## DATA SHOWN
begin

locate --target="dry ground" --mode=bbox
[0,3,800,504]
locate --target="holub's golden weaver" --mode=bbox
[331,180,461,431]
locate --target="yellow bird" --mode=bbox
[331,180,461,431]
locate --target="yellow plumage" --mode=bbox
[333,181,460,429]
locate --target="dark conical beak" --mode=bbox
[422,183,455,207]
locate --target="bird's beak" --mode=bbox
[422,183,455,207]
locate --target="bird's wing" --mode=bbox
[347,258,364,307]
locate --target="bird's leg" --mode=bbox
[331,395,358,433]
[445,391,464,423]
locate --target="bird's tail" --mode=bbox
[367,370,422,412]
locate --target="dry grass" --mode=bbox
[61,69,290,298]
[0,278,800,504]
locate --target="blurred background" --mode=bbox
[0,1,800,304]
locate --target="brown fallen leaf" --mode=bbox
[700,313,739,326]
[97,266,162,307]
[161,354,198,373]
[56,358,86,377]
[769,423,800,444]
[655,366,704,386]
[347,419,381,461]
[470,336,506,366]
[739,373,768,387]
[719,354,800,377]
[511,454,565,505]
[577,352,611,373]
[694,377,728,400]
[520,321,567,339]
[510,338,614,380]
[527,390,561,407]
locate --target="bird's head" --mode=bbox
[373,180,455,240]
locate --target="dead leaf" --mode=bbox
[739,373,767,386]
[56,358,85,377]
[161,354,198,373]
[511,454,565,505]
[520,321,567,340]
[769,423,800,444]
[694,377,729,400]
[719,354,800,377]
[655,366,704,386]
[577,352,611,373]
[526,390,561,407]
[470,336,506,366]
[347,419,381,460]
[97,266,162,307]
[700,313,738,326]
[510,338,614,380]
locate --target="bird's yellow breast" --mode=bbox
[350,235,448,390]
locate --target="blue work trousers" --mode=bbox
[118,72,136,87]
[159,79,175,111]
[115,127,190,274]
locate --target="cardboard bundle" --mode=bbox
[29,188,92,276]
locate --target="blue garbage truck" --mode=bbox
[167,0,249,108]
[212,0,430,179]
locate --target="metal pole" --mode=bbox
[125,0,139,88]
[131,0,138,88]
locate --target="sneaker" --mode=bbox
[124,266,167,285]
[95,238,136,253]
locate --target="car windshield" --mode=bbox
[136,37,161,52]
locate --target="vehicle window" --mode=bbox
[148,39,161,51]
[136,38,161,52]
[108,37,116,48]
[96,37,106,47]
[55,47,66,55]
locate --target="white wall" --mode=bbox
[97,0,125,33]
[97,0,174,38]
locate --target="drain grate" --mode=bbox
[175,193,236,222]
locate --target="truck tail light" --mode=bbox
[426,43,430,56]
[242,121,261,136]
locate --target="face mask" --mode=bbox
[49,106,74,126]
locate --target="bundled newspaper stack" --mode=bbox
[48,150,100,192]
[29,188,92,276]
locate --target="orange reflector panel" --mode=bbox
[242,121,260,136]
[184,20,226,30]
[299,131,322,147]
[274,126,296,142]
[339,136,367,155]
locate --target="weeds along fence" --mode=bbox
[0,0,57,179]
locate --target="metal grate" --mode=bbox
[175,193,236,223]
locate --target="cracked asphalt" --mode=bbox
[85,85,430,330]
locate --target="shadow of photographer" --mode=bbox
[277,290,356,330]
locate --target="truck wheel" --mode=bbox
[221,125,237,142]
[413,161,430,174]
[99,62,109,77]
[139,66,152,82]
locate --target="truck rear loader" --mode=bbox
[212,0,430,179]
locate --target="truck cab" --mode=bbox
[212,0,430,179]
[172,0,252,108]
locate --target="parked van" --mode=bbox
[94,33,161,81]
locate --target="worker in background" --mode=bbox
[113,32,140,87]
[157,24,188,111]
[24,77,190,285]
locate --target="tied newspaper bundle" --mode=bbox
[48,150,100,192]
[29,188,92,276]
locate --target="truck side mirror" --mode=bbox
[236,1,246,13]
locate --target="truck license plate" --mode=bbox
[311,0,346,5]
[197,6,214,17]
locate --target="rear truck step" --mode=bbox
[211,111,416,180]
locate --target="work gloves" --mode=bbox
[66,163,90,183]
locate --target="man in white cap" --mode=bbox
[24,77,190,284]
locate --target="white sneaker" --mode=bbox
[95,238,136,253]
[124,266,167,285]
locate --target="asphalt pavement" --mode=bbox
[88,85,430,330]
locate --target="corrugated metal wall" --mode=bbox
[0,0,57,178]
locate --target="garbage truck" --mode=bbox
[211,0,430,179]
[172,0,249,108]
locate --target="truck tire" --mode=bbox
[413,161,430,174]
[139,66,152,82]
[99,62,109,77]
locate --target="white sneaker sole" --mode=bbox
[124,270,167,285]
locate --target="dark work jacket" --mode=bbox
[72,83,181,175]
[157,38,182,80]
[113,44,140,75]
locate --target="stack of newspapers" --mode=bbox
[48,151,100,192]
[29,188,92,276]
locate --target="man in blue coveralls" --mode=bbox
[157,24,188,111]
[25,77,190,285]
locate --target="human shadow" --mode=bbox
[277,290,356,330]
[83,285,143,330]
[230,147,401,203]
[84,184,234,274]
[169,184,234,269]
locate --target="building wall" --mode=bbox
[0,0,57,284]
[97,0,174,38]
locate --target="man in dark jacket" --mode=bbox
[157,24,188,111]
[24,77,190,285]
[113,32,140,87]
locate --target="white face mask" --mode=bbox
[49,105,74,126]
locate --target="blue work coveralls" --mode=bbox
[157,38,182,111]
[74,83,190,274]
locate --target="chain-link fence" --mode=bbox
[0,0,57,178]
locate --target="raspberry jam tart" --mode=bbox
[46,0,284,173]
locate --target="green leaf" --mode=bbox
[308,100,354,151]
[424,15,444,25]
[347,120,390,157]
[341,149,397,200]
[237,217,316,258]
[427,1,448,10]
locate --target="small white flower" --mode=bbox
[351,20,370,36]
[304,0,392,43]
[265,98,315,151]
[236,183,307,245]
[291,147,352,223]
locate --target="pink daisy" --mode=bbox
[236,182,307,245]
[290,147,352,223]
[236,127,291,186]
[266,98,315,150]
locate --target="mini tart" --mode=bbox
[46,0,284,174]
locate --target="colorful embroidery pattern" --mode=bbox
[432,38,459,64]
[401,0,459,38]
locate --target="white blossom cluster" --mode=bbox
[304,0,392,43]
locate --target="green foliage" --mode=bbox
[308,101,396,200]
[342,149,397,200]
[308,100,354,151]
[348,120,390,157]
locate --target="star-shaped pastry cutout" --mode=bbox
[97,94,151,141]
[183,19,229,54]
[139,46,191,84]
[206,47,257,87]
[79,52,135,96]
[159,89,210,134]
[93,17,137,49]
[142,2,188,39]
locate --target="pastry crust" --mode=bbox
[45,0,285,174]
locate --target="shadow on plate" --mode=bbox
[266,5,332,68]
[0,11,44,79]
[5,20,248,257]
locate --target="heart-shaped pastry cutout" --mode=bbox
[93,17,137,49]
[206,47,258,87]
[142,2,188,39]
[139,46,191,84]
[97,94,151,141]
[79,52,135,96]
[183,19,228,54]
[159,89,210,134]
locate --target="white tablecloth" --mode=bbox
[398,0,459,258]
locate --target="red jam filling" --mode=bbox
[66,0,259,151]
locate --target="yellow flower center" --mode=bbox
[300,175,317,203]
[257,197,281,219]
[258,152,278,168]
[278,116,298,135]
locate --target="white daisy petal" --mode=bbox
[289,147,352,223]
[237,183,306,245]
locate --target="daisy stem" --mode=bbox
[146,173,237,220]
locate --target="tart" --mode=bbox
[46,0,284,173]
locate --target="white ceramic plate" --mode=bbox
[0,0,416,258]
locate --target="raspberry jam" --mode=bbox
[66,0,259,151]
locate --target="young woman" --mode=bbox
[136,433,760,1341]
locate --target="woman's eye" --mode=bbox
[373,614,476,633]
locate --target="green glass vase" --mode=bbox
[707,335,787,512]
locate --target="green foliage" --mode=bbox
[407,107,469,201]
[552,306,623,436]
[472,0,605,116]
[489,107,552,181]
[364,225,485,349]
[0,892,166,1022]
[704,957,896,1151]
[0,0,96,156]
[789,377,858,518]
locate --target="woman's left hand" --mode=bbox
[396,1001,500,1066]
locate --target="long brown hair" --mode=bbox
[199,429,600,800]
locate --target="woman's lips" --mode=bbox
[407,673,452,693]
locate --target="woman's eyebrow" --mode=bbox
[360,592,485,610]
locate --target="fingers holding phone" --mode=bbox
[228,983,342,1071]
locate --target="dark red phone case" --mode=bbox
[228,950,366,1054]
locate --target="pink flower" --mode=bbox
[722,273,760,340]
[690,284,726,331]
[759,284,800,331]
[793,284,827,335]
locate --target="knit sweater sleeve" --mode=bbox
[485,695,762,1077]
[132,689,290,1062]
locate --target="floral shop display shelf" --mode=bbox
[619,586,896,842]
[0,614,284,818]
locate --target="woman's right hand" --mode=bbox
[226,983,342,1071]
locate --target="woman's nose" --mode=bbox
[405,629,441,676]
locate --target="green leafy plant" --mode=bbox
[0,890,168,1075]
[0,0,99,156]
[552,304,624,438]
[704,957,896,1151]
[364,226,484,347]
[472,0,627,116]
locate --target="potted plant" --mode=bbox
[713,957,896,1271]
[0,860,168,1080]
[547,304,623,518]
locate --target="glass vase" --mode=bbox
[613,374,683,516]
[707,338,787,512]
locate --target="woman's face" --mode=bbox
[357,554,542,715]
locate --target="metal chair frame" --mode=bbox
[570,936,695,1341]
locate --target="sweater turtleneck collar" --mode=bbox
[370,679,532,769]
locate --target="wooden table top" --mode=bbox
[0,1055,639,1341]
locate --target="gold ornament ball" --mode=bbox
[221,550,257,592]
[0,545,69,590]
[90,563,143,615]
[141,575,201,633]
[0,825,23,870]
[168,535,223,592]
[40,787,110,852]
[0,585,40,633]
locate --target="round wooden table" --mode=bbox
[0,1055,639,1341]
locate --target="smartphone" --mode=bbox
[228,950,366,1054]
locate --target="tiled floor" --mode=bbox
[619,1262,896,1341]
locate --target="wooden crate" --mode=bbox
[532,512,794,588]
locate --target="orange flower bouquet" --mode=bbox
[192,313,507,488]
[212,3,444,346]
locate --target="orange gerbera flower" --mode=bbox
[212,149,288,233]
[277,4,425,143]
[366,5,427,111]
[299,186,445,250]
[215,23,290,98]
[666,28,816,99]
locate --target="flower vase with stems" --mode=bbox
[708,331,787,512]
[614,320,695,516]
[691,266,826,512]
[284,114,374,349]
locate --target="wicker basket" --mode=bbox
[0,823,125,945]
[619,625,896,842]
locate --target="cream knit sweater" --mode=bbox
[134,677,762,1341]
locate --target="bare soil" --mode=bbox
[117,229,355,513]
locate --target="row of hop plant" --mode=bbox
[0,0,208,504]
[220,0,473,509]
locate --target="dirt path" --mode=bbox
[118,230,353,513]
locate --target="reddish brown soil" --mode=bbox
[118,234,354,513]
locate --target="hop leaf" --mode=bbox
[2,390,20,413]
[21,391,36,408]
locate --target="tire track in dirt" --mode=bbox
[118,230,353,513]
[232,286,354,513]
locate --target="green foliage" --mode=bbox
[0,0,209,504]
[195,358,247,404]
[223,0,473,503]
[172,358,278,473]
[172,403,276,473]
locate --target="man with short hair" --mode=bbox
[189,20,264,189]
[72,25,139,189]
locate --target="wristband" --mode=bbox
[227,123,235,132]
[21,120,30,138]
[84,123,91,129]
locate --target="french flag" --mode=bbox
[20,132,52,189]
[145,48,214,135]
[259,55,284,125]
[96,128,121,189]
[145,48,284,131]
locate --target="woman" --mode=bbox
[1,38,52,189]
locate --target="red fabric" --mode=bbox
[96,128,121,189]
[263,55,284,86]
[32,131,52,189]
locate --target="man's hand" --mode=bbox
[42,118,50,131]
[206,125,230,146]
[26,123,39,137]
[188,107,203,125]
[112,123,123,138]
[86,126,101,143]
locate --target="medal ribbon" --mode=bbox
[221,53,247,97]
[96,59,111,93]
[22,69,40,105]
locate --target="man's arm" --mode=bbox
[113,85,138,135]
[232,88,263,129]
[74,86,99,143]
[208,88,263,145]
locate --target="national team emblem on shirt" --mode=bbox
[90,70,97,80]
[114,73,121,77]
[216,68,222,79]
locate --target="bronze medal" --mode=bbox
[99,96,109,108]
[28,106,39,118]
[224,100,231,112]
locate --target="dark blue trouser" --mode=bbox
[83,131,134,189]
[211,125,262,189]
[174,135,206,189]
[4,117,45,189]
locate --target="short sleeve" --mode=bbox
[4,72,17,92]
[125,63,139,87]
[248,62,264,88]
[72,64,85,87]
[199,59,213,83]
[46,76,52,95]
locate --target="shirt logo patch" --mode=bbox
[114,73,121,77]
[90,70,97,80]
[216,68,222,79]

end

Starting at the beginning of the items and ending at the line that contains "[367,370,422,412]", arrange those lines as a numbered list, leaving out any blank lines.

1. locate --target="dry ground" --mode=bbox
2. [0,3,800,504]
3. locate --target="holub's golden weaver" --mode=bbox
4. [331,180,461,431]
5. locate --target="yellow bird" --mode=bbox
6. [331,180,461,431]
7. locate --target="yellow plumage" --mode=bbox
8. [333,181,460,429]
9. locate --target="dark conical beak" --mode=bbox
10. [422,183,455,207]
11. locate --target="bird's beak" --mode=bbox
12. [422,183,455,207]
13. locate --target="bird's wing" --mode=bbox
14. [347,258,364,307]
15. locate --target="bird's leg" --mode=bbox
16. [331,395,358,433]
17. [445,391,464,423]
18. locate --target="bird's tail" --mode=bbox
19. [367,370,422,412]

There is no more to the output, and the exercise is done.